* **EXERCISE AIM**:
Please transcribe the lines below exactly, and leave every image behind.

(Stored data)
____

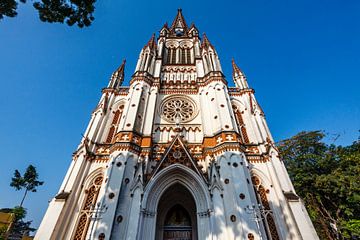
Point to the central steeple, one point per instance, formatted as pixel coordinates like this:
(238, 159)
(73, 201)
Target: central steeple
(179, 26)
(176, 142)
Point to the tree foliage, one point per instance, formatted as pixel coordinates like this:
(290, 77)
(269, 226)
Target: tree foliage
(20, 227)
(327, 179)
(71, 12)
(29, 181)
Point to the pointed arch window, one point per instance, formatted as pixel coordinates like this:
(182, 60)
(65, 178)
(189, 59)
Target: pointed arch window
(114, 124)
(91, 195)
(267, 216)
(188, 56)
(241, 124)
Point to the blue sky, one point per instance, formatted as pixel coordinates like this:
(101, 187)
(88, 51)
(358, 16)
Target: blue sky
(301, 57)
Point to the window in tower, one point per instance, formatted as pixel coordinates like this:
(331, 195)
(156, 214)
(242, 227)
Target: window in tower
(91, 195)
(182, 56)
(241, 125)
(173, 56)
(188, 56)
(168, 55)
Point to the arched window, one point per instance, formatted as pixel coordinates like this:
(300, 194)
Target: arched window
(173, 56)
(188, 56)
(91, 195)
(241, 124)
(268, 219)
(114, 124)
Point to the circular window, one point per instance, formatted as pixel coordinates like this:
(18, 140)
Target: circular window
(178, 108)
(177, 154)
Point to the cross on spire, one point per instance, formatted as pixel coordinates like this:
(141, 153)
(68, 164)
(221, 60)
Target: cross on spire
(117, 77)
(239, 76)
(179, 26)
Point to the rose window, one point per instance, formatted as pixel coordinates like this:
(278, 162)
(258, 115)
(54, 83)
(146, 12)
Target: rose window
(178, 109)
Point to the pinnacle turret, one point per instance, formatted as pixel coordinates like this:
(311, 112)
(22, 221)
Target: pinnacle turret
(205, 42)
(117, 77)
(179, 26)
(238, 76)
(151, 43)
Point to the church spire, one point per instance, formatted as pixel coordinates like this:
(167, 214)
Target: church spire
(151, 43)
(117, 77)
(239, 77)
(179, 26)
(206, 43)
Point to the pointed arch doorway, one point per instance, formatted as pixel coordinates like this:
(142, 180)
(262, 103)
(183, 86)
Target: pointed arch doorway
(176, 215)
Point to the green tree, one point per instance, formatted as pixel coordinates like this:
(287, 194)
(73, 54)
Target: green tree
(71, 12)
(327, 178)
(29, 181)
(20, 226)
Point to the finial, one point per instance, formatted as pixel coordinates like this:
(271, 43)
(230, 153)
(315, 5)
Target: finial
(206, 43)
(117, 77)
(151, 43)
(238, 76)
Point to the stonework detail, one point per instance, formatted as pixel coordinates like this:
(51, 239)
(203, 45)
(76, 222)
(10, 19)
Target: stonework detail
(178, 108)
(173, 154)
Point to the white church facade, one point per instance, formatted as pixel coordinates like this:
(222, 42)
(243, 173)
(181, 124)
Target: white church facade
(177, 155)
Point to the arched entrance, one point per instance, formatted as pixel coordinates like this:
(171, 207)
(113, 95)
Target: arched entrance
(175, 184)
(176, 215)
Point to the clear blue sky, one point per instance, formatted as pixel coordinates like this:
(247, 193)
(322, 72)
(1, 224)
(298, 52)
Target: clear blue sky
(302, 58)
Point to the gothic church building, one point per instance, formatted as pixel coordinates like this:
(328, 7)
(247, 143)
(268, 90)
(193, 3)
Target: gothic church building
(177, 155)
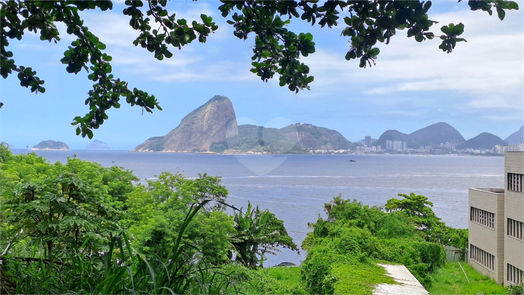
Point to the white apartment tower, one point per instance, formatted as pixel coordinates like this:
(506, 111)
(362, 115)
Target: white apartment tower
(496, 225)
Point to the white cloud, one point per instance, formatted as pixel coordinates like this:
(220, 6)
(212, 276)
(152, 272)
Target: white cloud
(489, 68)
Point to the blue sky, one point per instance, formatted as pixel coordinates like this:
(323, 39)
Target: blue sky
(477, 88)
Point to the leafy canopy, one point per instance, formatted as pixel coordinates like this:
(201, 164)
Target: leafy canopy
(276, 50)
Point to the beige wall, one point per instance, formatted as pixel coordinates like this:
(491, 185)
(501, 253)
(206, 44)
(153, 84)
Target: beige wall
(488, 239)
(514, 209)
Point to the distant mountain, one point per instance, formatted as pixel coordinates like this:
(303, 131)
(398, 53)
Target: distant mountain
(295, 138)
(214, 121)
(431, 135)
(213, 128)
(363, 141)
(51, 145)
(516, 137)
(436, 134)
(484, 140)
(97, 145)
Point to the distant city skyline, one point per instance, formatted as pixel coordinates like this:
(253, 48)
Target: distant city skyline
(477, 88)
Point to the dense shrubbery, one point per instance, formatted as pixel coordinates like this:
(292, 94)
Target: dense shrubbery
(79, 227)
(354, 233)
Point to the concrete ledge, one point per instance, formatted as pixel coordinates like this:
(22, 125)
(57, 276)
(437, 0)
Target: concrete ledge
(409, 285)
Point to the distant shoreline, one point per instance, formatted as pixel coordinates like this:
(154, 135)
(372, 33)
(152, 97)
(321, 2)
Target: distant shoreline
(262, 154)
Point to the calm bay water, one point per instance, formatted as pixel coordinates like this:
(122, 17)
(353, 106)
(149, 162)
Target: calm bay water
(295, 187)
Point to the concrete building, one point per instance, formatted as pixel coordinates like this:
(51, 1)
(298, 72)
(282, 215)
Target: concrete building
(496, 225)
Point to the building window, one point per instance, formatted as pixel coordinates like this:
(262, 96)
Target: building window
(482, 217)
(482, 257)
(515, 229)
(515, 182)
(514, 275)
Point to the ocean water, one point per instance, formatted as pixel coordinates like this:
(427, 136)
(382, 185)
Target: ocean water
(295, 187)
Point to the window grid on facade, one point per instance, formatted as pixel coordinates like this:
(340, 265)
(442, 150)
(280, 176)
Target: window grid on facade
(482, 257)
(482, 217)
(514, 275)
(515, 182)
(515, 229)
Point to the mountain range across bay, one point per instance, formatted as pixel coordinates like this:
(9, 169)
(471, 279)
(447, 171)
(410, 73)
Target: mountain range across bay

____

* **PROBLEM SOLUTION**:
Point to the central steeple, one point per instance, formatted as pixel coordinates like this:
(238, 159)
(73, 201)
Target: central steeple
(179, 26)
(176, 142)
Point to the tree foliage, one point per instance, formatted as pixel coordinates like this:
(290, 77)
(269, 226)
Target: tree foliage
(20, 227)
(327, 179)
(71, 12)
(29, 181)
Point to the pointed arch window, one point per instance, formatted as pixel coordinates like this:
(182, 60)
(65, 178)
(189, 59)
Target: pointed arch window
(114, 124)
(91, 195)
(267, 216)
(188, 56)
(241, 124)
Point to the blue sky, one point per instance, formatted as pixel coordinates like this:
(101, 187)
(88, 51)
(358, 16)
Target: blue sky
(301, 57)
Point to the window in tower, one point per instance, formatted as pixel coordinates like this:
(331, 195)
(156, 214)
(242, 227)
Target: window in tower
(91, 195)
(182, 56)
(241, 125)
(173, 56)
(188, 56)
(168, 55)
Point to the arched window, one point per instance, formatted as pixel coordinates like this:
(300, 194)
Target: arched window
(173, 56)
(188, 56)
(91, 195)
(241, 124)
(268, 219)
(114, 124)
Point to the circular window, one point per instance, formatted as pixel coordinates like this:
(18, 140)
Target: circular window
(178, 108)
(177, 154)
Point to the cross on spire, one point per instance, formatted as pixel coordinates like this:
(141, 153)
(68, 164)
(221, 60)
Target: cross on spire
(117, 77)
(239, 76)
(179, 26)
Point to the rose window, one point per instance, formatted as pixel coordinates like this:
(278, 162)
(258, 115)
(54, 83)
(146, 12)
Target: rose window
(178, 109)
Point to the pinnacle turret, one point per instance, formatted as pixel coordinates like this:
(311, 112)
(22, 221)
Target: pinnacle turret
(205, 42)
(117, 77)
(179, 26)
(238, 76)
(151, 43)
Point to the church spire, one point per instance, formatted as pixel coordinates like this:
(167, 214)
Target: church spire
(151, 43)
(117, 77)
(239, 77)
(179, 26)
(206, 43)
Point to the pointed arch doorway, one point per instance, formatted as pixel coordinates like this:
(142, 180)
(262, 103)
(183, 86)
Target: pointed arch doorway
(176, 215)
Point to the green tree, one point per instance, formatted as pixel coordinates like this:
(287, 194)
(73, 54)
Target: green tree
(71, 12)
(327, 178)
(29, 181)
(20, 226)
Point to the finial, one point per instance, formatted as pixel coordinates like this:
(271, 43)
(230, 153)
(315, 5)
Target: finial
(206, 43)
(117, 77)
(151, 43)
(238, 76)
Point to the stonework detail, one point per instance, formatted as pixel coordinates like this:
(51, 239)
(203, 45)
(76, 222)
(10, 19)
Target: stonework detail
(178, 108)
(173, 154)
Point to the white church facade, one point per instance, formatted as pixel coordinates like this:
(222, 42)
(243, 173)
(181, 124)
Target: white church facade
(177, 155)
Point to the arched entrance, one point per instance, formatted as pixel coordinates like this:
(171, 207)
(113, 95)
Target: arched entrance
(175, 184)
(176, 215)
Point to the clear blue sky, one point per instance, formatted as pixel coordinates like this:
(247, 193)
(322, 72)
(1, 224)
(298, 52)
Target: clear blue sky
(302, 58)
Point to the gothic church building, one point per instance, formatted as pixel coordinates like this:
(328, 7)
(247, 143)
(268, 90)
(193, 3)
Target: gothic church building
(177, 155)
Point to the white apartment tower, one point per instance, formatted as pixel coordinates like this:
(506, 111)
(362, 115)
Target: white apartment tower
(496, 225)
Point to the white cloud, one point per instance, formatted as pixel coordinates like this:
(220, 6)
(212, 276)
(152, 272)
Target: white cloud
(489, 68)
Point to the blue sky, one point per instance, formatted as pixel coordinates like this:
(323, 39)
Target: blue sky
(477, 88)
Point to the leafy canopy, one point per instance, formatted as pixel coordinates like this:
(201, 164)
Target: leafy canopy
(276, 50)
Point to the beige wall, one point per instance, formatted as pixel coordinates like this:
(491, 185)
(501, 253)
(206, 44)
(153, 84)
Target: beige wall
(488, 239)
(514, 209)
Point to the distant mountain, one point per instance, formatted as pixel coordinates like this:
(303, 131)
(398, 53)
Target: distant mountain
(295, 138)
(214, 121)
(431, 135)
(213, 128)
(363, 141)
(51, 145)
(516, 137)
(436, 134)
(484, 140)
(97, 145)
Point to the distant city skyline, one point per instance, formatted as pixel coordinates like this:
(253, 48)
Target: distant city skyline
(477, 88)
Point to the dense shrubbery, one point per instance, formatted as pixel coordinates like this:
(292, 94)
Target: dense shrubbery
(79, 227)
(354, 233)
Point to the concrete ledge, one point per instance, formatted as pixel coordinates like this:
(22, 125)
(57, 276)
(437, 0)
Target: concrete ledge
(409, 285)
Point to the distant shoreline, one point per instance, formatted as pixel coordinates like this:
(154, 135)
(372, 33)
(152, 97)
(321, 2)
Target: distant shoreline
(262, 154)
Point to the calm bay water, one point per instance, formatted as pixel coordinates like this:
(122, 17)
(353, 106)
(149, 162)
Target: calm bay water
(295, 187)
Point to the concrete building, one point per instance, formatted as pixel coordinates like this:
(51, 1)
(298, 72)
(282, 215)
Target: concrete building
(496, 225)
Point to the building window, one point per instance, formatted as pixel coordinates like this:
(262, 96)
Target: building window
(482, 217)
(482, 257)
(515, 229)
(515, 182)
(514, 275)
Point to the ocean water, one point per instance, formatted as pixel coordinates like this:
(427, 136)
(382, 185)
Target: ocean water
(295, 187)
Point to the window grid on facade, one point per instance, formatted as pixel coordinates like this:
(340, 265)
(442, 150)
(280, 176)
Target: window grid on facade
(482, 257)
(482, 217)
(514, 275)
(515, 182)
(515, 229)
Point to the mountain range across bay, one point per instance, formatted as pixel coordinates like this:
(9, 169)
(471, 279)
(447, 171)
(410, 73)
Target: mountain range across bay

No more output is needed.